-- EXERCISE 1 --
List every form of the commencement speaker's name that appears in the blog post "The Space Between."
-- EXERCISE 2 --
In the blog post "The Space Between," what was the first film the writer watched to escape grading papers?
-- EXERCISE 3 --
Continue the blog post "The Space Between" from its last sentence.

-- EXCERPTED PASSAGE --
++++++++++
Tuesday, May 17, 2005

THE SPACE BETWEEN

Thanks to those of you that contributed to the latest dialogue. It has been an intense week or so. She went home last weekend. She's doing well. She left the hospital with a steel plate in her jaw and a halo brace holding her fractured neck together. What a tough young woman. I pray that she is able to deal with her emotional wounds as well as she has dealt with her physical condition.

Some of you raised some meaningful and provocative questions. Sorry I didn't engage all of them with my typical vigor and verve. The last few days have been filled with final exam prep and an enormous load of papers to grade. I am always a little stricken with malaise at the end of the spring semester. Don't know why. Perhaps it's the stress. Perhaps it's a little like post-partum depression: separating from something you have nurtured for months. We don't finish finals until the end of this week; then I get to sit through a commencement speech by Majority Whip Roy Blunt.

Huh. Whip Roy Blunt.

Whip Roy Blount.

Me like the sound of that.

I have been escaping paper-grading by watching an occasional film. The first escape was My Dinner With Andre. If you haven't seen this 110-minute film about a dinner conversation, you must. Do it now. I'll wait.

Wasn't it great? Can you imagine having another "So, how was your day?" kind of conversation after that?
++++++++++
-- DATA EXTRACTS --
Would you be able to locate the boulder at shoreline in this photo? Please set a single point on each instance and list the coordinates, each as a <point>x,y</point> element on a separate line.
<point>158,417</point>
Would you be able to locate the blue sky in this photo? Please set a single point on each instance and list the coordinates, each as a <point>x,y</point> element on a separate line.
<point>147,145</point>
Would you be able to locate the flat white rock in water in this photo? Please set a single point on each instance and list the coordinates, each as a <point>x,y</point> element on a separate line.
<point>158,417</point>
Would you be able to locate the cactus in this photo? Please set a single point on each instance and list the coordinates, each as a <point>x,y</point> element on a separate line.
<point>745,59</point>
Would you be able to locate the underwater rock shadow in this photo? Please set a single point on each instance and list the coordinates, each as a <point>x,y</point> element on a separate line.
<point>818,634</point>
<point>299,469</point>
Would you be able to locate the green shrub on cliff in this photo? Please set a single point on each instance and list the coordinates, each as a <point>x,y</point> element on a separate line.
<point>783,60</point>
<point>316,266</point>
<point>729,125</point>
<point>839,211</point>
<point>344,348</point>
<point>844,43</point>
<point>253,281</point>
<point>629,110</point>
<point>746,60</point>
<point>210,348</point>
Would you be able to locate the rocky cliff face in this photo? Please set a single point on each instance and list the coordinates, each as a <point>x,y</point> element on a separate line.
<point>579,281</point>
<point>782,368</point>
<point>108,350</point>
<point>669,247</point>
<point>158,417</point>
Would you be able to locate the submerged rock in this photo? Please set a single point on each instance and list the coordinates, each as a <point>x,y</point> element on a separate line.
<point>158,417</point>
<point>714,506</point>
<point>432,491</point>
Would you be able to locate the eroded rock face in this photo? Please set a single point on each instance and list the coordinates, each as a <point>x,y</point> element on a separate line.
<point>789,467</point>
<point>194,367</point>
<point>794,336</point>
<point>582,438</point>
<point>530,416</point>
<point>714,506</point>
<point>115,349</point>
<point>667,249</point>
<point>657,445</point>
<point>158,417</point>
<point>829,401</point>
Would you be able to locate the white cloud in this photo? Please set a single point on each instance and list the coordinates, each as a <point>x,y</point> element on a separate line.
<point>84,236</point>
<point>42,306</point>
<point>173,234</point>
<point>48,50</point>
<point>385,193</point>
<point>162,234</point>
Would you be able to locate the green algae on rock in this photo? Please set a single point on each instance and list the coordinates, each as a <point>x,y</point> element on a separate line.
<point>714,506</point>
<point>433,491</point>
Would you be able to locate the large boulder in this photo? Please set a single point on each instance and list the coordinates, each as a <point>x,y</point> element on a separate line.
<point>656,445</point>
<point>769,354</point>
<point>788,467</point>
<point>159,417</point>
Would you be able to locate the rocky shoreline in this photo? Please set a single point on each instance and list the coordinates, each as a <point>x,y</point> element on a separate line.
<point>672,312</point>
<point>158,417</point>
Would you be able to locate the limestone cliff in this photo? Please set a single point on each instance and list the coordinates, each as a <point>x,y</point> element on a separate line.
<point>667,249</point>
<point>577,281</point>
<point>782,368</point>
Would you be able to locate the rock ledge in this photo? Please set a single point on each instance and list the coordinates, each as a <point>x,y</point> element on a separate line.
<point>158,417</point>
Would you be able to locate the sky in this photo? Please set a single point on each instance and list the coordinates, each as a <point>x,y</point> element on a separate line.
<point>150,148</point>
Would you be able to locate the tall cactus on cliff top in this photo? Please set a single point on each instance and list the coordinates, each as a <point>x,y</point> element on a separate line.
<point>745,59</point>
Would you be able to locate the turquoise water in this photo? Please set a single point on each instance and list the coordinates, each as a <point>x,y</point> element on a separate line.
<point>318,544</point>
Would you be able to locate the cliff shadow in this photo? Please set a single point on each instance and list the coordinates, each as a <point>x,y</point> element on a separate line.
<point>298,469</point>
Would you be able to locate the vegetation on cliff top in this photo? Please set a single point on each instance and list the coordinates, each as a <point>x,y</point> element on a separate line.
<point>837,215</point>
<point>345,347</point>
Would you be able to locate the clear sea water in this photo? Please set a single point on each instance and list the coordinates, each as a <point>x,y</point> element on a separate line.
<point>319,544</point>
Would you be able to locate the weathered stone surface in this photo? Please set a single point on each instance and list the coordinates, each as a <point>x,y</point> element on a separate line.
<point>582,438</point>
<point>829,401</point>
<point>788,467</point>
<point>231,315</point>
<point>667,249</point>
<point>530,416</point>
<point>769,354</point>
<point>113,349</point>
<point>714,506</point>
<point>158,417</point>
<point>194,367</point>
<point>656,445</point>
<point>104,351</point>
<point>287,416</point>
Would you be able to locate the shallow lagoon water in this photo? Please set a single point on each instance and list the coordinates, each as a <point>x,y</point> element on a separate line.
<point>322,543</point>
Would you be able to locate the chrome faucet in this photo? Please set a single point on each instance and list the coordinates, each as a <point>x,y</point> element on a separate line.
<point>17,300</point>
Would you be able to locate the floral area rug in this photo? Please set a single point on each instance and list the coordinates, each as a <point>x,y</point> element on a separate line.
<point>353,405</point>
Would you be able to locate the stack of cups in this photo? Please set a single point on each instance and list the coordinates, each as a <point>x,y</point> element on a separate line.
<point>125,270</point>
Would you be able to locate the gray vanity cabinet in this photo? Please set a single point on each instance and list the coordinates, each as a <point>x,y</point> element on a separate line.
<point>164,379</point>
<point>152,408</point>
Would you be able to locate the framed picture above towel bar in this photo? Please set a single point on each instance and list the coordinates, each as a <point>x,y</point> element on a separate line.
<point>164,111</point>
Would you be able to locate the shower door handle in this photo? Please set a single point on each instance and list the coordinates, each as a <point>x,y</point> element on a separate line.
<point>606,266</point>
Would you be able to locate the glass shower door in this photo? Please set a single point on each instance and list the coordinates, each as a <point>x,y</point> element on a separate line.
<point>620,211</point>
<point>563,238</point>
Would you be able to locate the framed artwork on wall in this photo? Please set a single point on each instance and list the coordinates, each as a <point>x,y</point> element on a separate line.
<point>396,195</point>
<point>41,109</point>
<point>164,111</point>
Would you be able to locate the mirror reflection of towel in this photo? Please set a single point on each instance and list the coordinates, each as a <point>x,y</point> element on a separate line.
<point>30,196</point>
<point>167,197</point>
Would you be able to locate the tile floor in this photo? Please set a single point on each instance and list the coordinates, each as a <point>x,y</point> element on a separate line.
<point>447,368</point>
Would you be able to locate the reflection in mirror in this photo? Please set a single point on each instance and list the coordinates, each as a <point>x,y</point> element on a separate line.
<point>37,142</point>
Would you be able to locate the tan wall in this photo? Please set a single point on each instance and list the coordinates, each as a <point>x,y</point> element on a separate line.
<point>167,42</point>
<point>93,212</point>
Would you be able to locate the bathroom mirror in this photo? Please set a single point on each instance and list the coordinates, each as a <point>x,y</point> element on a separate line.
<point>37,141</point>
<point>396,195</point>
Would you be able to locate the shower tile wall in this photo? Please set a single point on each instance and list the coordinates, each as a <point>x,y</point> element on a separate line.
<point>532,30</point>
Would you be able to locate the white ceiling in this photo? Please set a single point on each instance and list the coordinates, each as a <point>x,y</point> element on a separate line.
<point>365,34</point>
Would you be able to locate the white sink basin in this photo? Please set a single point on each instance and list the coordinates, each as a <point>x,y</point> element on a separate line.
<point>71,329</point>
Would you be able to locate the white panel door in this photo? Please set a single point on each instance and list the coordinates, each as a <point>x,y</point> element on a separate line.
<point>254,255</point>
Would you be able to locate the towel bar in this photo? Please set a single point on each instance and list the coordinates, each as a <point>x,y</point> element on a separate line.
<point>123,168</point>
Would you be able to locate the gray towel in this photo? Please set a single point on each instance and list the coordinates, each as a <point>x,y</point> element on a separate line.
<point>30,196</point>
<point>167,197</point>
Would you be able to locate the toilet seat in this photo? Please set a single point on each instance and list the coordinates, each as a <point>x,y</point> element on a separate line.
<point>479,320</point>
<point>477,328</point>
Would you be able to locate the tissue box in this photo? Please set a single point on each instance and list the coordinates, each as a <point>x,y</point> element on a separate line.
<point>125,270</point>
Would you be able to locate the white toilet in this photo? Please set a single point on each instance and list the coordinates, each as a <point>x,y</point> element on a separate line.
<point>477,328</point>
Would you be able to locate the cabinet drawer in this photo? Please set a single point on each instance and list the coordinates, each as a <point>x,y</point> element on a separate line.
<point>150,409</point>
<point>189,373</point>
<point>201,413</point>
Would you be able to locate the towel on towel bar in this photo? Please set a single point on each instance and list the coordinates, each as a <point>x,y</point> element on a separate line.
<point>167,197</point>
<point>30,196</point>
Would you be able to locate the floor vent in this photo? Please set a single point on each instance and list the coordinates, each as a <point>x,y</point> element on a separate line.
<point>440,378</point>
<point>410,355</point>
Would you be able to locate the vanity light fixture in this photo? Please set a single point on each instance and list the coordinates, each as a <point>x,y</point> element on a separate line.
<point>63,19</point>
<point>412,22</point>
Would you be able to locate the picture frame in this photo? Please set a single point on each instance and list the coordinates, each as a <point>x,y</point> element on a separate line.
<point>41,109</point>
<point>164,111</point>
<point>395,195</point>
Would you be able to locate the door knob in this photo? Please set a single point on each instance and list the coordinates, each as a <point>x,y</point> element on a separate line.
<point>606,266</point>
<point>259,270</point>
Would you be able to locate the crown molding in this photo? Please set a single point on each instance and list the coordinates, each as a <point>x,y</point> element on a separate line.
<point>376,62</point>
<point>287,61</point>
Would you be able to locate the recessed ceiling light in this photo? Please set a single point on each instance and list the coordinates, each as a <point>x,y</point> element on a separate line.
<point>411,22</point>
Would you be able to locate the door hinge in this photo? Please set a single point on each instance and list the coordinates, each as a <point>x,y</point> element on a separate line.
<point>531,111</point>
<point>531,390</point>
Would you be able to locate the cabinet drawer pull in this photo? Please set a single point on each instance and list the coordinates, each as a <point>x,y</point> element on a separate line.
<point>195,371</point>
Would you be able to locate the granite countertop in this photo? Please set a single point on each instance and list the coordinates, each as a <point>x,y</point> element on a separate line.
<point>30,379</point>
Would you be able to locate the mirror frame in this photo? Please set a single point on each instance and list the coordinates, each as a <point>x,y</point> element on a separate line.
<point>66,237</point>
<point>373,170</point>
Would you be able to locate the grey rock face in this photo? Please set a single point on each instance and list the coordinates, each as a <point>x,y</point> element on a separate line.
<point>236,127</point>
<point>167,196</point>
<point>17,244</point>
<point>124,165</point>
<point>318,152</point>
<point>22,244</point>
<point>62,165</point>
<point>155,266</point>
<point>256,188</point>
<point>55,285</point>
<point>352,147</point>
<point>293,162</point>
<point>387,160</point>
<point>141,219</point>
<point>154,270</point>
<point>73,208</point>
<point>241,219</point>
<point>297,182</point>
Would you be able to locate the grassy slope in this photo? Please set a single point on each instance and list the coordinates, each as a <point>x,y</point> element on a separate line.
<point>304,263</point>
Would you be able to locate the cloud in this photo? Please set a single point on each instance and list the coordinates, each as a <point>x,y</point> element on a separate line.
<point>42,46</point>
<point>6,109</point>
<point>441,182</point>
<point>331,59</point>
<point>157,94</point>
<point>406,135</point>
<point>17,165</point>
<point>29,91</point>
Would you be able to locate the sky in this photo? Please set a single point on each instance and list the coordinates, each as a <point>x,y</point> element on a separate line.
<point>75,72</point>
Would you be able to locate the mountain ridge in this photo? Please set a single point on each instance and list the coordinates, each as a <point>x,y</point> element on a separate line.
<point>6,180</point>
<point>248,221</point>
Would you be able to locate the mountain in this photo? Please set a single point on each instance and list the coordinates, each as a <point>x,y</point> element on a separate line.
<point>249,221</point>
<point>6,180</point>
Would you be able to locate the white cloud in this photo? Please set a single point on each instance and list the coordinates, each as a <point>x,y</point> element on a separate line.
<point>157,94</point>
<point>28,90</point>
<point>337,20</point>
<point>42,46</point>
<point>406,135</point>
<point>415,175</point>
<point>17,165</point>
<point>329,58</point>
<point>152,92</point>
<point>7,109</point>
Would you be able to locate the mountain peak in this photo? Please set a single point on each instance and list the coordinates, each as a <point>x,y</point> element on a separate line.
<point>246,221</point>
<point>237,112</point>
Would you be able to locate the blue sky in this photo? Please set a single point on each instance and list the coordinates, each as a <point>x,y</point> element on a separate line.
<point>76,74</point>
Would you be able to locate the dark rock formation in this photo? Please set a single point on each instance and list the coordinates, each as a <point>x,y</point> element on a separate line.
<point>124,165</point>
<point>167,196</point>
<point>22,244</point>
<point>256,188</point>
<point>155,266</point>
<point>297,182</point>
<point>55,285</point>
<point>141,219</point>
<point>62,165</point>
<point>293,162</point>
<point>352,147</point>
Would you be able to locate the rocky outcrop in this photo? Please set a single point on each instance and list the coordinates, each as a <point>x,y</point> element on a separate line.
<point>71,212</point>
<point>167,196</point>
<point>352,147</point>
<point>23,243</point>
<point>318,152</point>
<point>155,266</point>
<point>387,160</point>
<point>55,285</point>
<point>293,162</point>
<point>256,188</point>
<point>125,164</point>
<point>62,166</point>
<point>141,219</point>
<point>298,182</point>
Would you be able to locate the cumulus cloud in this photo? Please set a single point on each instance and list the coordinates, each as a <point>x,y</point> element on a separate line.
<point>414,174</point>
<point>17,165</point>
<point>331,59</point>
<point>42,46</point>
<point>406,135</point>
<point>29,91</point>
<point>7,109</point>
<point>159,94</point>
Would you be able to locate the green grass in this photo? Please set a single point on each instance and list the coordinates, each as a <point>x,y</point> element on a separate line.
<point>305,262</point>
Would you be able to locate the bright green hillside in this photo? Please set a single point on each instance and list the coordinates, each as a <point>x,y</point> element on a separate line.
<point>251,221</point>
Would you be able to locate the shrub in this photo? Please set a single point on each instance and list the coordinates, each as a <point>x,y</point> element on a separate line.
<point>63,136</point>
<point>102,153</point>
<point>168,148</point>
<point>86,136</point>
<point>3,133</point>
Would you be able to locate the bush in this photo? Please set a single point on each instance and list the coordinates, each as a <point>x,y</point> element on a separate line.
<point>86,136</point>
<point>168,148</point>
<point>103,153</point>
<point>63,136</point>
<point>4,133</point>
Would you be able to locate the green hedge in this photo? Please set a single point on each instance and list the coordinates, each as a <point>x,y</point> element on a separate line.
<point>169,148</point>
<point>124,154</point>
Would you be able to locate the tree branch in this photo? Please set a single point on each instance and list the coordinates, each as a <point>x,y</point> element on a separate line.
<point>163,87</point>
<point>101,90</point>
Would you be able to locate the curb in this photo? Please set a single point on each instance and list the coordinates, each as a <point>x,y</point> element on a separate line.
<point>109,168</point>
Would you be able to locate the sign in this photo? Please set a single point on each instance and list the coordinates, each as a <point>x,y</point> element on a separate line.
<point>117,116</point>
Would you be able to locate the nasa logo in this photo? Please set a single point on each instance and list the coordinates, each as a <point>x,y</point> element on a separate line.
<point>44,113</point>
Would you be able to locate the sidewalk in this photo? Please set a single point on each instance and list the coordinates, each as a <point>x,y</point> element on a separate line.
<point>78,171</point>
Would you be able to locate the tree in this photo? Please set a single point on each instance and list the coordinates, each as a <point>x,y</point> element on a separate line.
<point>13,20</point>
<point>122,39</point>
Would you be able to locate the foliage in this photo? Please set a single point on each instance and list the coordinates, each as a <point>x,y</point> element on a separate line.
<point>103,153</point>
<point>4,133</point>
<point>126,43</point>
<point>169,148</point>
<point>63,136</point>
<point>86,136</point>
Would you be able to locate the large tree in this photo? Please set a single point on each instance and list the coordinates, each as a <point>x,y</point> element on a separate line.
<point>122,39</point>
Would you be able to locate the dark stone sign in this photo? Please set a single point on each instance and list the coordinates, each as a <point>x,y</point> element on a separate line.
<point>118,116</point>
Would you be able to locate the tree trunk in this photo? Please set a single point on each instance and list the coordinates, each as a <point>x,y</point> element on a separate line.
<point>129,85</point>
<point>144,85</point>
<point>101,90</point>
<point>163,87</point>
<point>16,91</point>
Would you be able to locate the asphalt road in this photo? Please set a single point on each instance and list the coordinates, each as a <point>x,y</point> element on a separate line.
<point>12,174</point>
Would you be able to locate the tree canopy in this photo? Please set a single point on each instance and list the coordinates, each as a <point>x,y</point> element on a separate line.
++++++++++
-- RESPONSE 1 --
- Majority Whip Roy Blunt
- Whip Roy Blunt
- Whip Roy Blount

-- RESPONSE 2 --
My Dinner With Andre.

-- RESPONSE 3 --
If you weren't delighted by the dialogue, at least you had to love the fact that Wallace Shawn actually says "inconceivable" like his Vizzini character in Princess Bride.

The next was a revisitation of Amadeus, the film about Wolfgang Amadeus Mozart, that is really about Antonio Salieri: "the patron saint of mediocrity." He's my saint these days.

Speaking of saints, yesterday it was Luther that spoke to my internal and ongoing catholic-protestant struggle. As Protestant-like Catholic author Walker Percy wrote, "One dead, the other powerless to be born."

Was that random enough for you? Back to grading. Oh, hell, everybody gets an A.

3 comments:

Anonymous said...

No, no, I'm pretty sure he's a Philip Morris lackey.

middleclasstool said...

Good wishes for your friend's speedy recovery from down here in the southland, reacher. Hope she's freed of the infernal contraption soon.

Anonymous said...

Just pay the tuition, baby. There's room on the roster.

You definitely get an A for that purdy flower.